* Problem set *
1) Reproduce everything in the passage on New Hampshire's PFAS standards from "The state of" down to "standards were adopted.".
2) Write the next part of the passage on New Hampshire's PFAS standards, picking up after its last sentence.

══ Passage shown

Saturday, August 03, 2019

The state of New Hampshire did the right thing last month in imposing tough new drinking water standards for a family of toxic chemicals called PFAS. And the city of Lebanon is doing the right thing in considering a legal challenge to the way those standards were adopted.

The new standards, approved by the Joint Legislative Committee on Administrative Rules, are among the most stringent in the nation and are scheduled to go into effect Oct. 1. Studies have linked this class of chemicals — commonly used in packaging, clothing, nonstick cookware and firefighting foam — to serious health problems, including higher rates of prostate, kidney and testicular cancer in some populations. They may also depress the body’s immune system and lead to lower birth weights. If that’s not alarming enough, PFAS persist in the environment so long that they are known as “forever chemicals.”

Already, 700 homes in four communities in New Hampshire have been connected to new water sources after their drinking water was contaminated by PFAS leaking into groundwater from industrial facilities and the former Pease Air Force Base. The state estimates that the number of people affected could eventually reach 100,000.

So stricter rules were more than justified (although we are by no means qualified to evaluate the scientific merits of particular limits). But the city of Lebanon has a point in objecting to the process used to adopt them. The legislative committee allowed no testimony from the municipal officials from all over the state who attended the July 18 meeting at which the rules were adopted. Only legislators on the committee were allowed to speak, and the rules were adopted in 20 minutes.

════
══ Provided data

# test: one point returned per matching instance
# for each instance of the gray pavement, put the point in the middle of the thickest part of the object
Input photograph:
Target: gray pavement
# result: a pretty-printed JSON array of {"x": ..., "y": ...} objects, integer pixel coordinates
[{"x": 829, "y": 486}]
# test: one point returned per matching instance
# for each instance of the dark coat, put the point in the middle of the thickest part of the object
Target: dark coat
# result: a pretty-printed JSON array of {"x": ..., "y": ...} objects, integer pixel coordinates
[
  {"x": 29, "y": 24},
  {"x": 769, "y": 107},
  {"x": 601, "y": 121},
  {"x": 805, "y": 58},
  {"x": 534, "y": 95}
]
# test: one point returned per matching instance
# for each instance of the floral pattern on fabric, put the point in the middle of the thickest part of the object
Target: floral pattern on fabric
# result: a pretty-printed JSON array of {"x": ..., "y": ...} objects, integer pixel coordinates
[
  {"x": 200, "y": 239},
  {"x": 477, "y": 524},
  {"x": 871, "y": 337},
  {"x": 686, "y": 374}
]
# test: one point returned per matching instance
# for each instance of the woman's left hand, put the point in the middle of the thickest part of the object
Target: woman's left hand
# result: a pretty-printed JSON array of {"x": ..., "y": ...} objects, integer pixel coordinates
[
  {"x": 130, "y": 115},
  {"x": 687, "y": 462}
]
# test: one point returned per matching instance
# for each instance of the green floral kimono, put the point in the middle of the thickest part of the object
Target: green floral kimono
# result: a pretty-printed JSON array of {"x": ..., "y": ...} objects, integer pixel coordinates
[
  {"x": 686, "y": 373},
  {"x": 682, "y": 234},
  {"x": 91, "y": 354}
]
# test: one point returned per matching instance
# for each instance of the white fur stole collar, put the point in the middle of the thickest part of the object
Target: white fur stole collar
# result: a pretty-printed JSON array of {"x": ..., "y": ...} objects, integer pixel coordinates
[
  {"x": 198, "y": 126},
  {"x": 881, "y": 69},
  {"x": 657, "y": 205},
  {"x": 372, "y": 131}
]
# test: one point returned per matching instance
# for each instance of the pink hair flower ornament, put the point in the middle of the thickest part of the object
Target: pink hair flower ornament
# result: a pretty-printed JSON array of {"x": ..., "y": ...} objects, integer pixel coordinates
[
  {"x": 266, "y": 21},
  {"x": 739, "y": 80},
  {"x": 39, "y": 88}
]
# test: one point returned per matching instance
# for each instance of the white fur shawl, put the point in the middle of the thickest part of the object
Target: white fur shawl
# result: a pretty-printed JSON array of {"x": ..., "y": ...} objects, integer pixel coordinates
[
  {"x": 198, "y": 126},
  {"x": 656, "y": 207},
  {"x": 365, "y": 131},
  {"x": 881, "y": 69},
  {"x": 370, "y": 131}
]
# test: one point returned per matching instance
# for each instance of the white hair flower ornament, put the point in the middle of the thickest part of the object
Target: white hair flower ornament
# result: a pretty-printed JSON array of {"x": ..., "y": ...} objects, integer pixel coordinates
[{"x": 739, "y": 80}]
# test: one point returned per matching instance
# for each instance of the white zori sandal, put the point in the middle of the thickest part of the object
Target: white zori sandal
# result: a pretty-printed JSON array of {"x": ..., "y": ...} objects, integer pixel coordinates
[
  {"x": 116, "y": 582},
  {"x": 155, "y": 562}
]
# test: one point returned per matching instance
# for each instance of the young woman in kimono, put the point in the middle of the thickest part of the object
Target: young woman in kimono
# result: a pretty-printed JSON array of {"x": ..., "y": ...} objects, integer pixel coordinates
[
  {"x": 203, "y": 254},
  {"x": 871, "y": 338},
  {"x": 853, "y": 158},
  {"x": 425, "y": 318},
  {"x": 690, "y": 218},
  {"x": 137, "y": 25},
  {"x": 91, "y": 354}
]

════

* Task answers *
1)
The state of New Hampshire did the right thing last month in imposing tough new drinking water standards for a family of toxic chemicals called PFAS. And the city of Lebanon is doing the right thing in considering a legal challenge to the way those standards were adopted.

2)
The reason for this unusual step, according Rep. Carol McGuire, R-Epsom, a committee member for a decade, was that the panel’s rules require testimony to be limited to issues within the rules themselves, rather than the policy issues surrounding them. Confronted with a roomful of municipal officials, she told staff writer Tim Camerato, the committee concluded that they were there to argue policy.

We are pretty sure that whatever abilities New Hampshire lawmakers possess, mind-reading is not among them. How could they possibly know what testimony was going to be delivered without hearing it? Lebanon City Manager Shaun Mulholland, Camerato reported, said that in fact the city was prepared to focus on the rules, specifically the lack of a comment period after the new standards were proposed and the state’s failure to produce a full economic analysis of the impact of them. In light of this, the city is now considering legal action.

The state estimates that it could cost $190 million to bring landfills, wastewater treatment plants and industrial sites in New Hampshire into compliance. About 80 percent of New Hampshire landfills, including Lebanon’s, have detected some form of PFAS, and Lebanon officials believe the cost of cleaning up could be substantial.

The fact that no state funding stream has been identified to fully finance that estimated $190 million cost is troubling, suggesting as it does that local taxpayers might be required to bear the burden. That in itself is difficult to square with the New Hampshire Constitution’s prohibition against the state imposing unfunded mandates on local communities. Perhaps the state is expecting that settlement money from its lawsuit against eight manufacturers of the chemicals will eventually cover the costs, but that remains speculative for now.

It appears that the Department of Environment Services does not expect communities to rush to comply with the new rules. An extended period of landfill monitoring is in the offing before any compliance plan will be required, according to Assistant Commissioner Clark Freise, so perhaps a source of state funding will be identified by then.

That aside, Lebanon is on solid ground in objecting to the process. Good rules adopted by flawed process are only a short step away from bad rules adopted by bad process.